[Named-object pointing records]
■ ■ ■ ■ ■ ■ ■
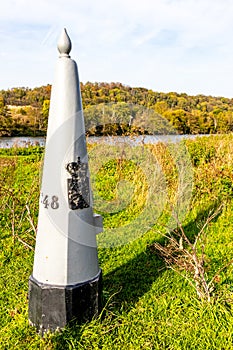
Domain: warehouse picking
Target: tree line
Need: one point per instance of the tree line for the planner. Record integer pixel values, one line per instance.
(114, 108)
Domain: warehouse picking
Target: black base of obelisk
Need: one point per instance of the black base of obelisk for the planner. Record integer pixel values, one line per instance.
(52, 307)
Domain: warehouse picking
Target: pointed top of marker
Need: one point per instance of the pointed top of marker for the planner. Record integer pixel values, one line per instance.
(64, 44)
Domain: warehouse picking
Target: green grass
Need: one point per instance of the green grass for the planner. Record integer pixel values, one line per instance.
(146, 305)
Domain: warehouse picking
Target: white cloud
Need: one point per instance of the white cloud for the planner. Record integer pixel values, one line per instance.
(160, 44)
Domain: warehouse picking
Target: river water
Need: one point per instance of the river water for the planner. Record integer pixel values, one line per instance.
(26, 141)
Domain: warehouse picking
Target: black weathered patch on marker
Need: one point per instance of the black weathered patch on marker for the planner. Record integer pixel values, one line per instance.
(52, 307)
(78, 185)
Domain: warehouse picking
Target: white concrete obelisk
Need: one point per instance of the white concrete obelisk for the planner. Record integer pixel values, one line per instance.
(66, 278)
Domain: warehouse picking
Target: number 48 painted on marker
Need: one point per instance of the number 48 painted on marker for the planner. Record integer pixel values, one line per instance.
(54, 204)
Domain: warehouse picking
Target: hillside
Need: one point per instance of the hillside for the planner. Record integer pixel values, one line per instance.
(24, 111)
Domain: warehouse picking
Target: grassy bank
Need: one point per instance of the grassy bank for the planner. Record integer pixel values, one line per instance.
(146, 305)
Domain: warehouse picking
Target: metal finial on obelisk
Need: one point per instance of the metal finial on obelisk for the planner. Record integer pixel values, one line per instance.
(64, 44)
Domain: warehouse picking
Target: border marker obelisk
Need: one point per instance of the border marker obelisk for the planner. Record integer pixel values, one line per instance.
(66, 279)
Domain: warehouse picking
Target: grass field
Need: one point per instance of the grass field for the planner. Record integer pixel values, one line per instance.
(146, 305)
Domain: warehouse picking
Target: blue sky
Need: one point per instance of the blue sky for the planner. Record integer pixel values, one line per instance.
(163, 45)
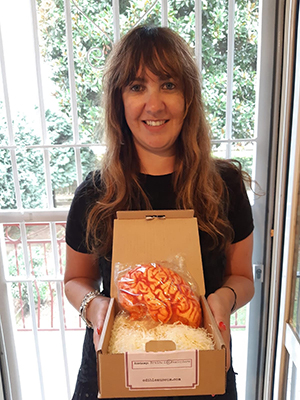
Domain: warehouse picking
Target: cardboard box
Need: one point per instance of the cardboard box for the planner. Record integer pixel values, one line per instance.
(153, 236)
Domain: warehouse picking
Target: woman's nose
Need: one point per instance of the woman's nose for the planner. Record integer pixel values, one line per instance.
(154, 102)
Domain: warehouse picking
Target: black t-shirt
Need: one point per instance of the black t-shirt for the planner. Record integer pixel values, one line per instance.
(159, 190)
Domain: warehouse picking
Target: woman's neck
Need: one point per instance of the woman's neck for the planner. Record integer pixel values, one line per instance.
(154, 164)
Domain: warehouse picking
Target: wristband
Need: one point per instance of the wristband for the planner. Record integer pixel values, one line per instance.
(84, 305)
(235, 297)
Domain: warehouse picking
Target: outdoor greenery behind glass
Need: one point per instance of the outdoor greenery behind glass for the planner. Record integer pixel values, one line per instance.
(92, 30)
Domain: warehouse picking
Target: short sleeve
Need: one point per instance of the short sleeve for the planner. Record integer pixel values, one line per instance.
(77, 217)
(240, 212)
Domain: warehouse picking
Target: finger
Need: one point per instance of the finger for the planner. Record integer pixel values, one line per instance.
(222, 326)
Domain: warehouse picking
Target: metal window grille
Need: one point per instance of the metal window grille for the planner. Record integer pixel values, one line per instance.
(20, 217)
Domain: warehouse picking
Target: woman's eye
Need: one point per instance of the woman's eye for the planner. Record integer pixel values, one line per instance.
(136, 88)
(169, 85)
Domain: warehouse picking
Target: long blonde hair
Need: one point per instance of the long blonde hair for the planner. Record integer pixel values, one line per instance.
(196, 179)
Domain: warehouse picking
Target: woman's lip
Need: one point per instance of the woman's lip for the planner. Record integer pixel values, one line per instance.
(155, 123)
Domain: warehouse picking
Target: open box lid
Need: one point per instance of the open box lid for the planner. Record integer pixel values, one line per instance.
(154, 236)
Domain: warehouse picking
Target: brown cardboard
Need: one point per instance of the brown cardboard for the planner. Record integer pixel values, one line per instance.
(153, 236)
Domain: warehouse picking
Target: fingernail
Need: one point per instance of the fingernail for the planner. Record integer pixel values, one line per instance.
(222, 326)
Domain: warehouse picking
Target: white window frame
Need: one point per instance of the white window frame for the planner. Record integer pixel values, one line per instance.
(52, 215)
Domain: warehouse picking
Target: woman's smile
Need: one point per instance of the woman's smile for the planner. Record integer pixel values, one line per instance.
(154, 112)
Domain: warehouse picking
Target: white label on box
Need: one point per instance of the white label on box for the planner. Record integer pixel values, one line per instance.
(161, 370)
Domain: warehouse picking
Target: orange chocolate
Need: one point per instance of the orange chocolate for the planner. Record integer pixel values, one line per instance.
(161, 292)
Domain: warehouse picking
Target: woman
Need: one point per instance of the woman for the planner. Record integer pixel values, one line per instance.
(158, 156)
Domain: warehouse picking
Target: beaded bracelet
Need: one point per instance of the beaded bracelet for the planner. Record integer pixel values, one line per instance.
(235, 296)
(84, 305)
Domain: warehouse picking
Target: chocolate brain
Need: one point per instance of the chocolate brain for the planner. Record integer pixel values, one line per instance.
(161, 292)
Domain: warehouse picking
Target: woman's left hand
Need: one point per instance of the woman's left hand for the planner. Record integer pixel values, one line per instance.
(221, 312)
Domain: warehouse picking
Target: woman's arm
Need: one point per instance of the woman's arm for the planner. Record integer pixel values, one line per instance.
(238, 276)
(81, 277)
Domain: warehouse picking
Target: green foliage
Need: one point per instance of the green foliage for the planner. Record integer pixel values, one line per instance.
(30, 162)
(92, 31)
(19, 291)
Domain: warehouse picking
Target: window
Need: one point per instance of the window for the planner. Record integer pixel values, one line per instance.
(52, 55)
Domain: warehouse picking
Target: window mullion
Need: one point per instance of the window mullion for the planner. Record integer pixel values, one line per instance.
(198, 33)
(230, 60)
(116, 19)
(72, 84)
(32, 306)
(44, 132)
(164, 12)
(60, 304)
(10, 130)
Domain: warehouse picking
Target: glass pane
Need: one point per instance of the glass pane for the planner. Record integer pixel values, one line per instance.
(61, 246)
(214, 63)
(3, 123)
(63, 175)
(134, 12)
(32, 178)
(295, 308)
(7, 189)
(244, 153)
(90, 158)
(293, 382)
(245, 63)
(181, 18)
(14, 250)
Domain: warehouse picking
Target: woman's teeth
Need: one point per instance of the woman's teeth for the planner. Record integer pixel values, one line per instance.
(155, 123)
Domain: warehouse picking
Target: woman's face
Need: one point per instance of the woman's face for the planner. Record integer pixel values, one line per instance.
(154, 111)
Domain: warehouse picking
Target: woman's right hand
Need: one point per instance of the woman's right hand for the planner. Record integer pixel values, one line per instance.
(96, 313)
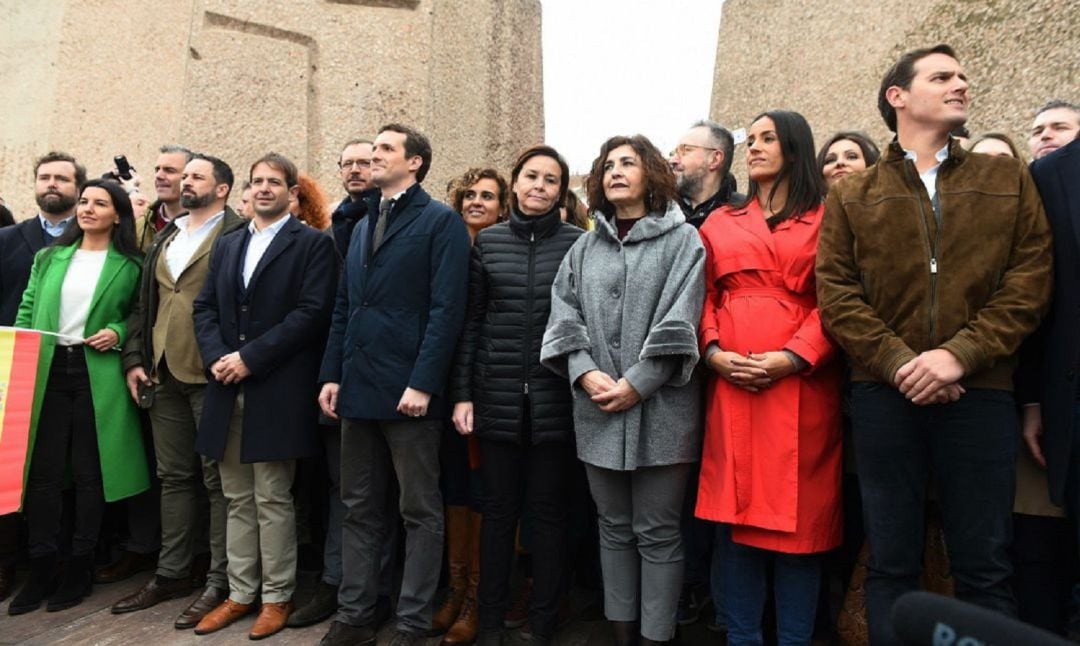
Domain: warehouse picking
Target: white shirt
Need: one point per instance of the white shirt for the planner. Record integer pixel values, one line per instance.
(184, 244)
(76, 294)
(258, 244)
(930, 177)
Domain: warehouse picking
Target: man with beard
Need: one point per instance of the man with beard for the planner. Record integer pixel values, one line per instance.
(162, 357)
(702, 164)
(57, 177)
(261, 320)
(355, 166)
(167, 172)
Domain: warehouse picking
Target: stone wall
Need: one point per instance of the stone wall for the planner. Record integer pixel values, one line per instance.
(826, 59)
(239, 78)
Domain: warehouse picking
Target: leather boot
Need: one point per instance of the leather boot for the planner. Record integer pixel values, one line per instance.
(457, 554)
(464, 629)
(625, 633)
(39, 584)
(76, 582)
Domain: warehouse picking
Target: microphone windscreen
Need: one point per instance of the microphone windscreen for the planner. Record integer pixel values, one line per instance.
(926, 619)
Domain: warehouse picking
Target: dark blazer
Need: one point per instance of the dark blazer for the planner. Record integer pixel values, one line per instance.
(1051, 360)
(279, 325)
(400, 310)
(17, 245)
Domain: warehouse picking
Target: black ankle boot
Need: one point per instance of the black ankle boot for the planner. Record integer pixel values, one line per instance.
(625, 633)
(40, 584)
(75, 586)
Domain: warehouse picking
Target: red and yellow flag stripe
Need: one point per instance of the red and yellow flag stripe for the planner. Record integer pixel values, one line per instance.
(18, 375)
■ ■ ■ ■ ■ ■ ■
_PROBLEM STATEMENT_:
Count the lines in the listing that contain the word "beaded", and give only the number.

_TASK ANSWER_:
2